◆ WHAT THIS EXERCISE ASKS ◆
(1) In the passage about the writer's parents, who employed the writer's mother as a social worker?
(2) Pick up the passage about the writer's parents after its final sentence and carry it forward.

◆ EXCERPTED PASSAGE ◆
========

My Dad was an electrical engineer. He’s concerned with how it will work. How will the solution work? He spent his career designing electrical systems that did things which prior to his work, seemed to be impossible. You can lose him pretty quickly by launching into whether the tree in the forest even exists or whether it is a reflection of the mind of the student pondering that well known Zen Buddhist 公案. He kind of doesn’t care.
My Mom was a social worker for the State of New Jersey. She wanted to assess the situation and build a case management plan. Clients were projects and processes. As long as the client moved through the planned project using approved processes she felt accomplished. She was similarly annoyed at creatives who would experience angst over the colors appropriate to expressing the puzzle of a tree falling in a forest with no one there to witness the fall.
I worry about how things will function between me and God’s creation. How is this going to ripple through my life and the lives of others. Because I’ve planted my flag on giving grace first everything has to be examined in terms of whether it fosters grace or not. Solipsism gives me cognitive dissonance. It makes my head hurt. To say that nothing exists, that everything I experience is an illusion created by and for me just rings false. I want to know what the solution is. How will that solution be integrated into existing systems? Is there a project plan, a budget, an estimated calendar? What’s the case management plan? How will a set of behaviors manifest in my life and the lives of those around me? Are the trends in behavior a threat to the plan?

========

◆ DATA LISTING ◆
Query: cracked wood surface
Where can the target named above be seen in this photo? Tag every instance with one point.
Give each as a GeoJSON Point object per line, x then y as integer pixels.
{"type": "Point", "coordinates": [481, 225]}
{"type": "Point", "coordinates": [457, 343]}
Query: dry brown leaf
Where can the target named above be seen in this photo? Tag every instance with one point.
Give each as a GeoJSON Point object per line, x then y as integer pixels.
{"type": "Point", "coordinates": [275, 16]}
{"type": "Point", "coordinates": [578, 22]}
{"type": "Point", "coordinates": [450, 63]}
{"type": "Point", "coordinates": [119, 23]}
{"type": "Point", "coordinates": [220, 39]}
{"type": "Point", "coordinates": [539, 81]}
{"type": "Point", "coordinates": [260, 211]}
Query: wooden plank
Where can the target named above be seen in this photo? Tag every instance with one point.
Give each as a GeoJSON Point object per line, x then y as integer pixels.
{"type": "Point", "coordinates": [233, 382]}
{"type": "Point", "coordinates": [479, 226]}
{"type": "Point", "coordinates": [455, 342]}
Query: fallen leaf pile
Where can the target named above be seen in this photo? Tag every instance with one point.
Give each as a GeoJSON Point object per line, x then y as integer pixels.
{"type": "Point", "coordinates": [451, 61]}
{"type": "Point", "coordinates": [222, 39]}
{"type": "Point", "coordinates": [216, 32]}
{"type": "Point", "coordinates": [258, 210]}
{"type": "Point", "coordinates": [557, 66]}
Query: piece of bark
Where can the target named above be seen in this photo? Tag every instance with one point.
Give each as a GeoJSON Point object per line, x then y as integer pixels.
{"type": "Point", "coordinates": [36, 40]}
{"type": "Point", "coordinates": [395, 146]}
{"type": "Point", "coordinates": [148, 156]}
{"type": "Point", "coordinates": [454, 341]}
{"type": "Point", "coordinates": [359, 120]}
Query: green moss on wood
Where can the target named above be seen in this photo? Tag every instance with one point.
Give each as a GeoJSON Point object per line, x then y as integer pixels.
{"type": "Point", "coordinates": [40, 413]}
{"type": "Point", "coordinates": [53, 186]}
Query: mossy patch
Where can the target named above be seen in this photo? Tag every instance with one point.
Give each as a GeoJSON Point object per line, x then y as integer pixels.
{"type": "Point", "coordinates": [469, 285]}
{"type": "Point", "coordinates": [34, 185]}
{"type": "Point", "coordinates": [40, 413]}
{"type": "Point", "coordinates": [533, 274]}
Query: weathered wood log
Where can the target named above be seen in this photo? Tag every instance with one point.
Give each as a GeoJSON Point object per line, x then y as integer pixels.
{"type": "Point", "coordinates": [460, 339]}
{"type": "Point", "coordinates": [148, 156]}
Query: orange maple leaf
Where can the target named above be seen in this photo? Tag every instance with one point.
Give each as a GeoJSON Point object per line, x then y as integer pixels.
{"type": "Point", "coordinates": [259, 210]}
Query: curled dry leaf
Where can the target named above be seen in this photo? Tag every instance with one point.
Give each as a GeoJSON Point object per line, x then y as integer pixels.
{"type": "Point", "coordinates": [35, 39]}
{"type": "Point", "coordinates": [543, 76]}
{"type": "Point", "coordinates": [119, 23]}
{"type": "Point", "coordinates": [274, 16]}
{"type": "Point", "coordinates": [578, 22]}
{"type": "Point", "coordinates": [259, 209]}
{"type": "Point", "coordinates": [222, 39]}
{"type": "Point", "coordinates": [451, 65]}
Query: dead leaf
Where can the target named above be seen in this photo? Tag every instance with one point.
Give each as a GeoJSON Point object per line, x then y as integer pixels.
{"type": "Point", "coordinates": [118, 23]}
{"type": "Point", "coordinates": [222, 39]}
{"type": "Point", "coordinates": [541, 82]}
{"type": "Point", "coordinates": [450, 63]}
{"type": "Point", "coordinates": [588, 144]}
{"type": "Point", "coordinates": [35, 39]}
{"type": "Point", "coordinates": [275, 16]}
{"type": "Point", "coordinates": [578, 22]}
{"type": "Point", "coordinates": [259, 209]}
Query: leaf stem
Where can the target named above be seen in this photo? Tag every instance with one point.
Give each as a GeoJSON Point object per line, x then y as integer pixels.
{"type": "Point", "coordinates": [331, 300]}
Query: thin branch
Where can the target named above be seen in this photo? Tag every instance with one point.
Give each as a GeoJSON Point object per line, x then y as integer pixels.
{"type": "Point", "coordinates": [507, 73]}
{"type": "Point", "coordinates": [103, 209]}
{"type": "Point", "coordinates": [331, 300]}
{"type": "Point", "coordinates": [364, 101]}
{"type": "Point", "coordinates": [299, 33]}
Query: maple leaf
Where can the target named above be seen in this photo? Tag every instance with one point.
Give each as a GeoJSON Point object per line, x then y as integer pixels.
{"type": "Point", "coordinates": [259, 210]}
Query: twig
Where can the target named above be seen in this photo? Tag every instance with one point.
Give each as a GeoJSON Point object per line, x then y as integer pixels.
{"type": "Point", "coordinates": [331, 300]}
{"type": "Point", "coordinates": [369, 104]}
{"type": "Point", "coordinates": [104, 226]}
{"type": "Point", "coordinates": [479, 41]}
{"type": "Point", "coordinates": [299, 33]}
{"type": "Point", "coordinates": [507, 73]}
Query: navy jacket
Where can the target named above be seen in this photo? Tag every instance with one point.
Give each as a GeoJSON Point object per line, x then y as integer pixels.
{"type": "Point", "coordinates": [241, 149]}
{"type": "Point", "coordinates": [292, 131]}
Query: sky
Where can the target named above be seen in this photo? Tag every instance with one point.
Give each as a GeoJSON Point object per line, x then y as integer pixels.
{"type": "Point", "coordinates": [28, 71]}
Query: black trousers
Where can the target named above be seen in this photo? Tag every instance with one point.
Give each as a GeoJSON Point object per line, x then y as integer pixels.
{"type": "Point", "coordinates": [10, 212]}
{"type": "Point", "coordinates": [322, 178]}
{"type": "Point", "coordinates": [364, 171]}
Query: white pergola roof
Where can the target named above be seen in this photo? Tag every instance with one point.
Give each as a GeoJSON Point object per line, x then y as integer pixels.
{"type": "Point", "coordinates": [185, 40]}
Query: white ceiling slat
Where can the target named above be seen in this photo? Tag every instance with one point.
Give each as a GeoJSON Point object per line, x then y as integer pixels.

========

◆ ANSWERS PROVIDED ◆
(1) The State of New Jersey.

(2)
It was a life-changing epiphany to accept that other people exist and that my relationship to them matters. Once I accepted that and began to pick my behavior based on whether it would further empathy and compassion my life began to improve. All the years of introspection, of contemplation, of therapy, of asking again why being beaten by Mrs. Stokes made me binge eat twinkies, all of that just kept me chained to my miserable past. It had the further unintended consequence of making me a side show act who got treats and hugs for being a hot mess.
My experience of Christ is deeply rooted in the holy trinity, in the Way being a deeply relational 道. Grace has no meaning if there is no other, if all I experience is just an illusion. I am a fan of 禪 and 道教. The interconnectedness of the universe, the idea that we are all an inseparable part of creation incapable of behaving without some consequence to an external other(s), feels right to me. I bristle at the supposition that solipsism could be interpreted to mean that I am free from consideration of any other beyond myself because I can’t prove that anything else exists beyond this present moment as I type these words.
Maybe so. Maybe I can’t prove anything beyond the linear motion of time I experience as my present. I am irrational. I have been clear that as concerns this site, story trumps truth. So, I choose this: I choose to be Christian, to believe and live by the Nicene Creed.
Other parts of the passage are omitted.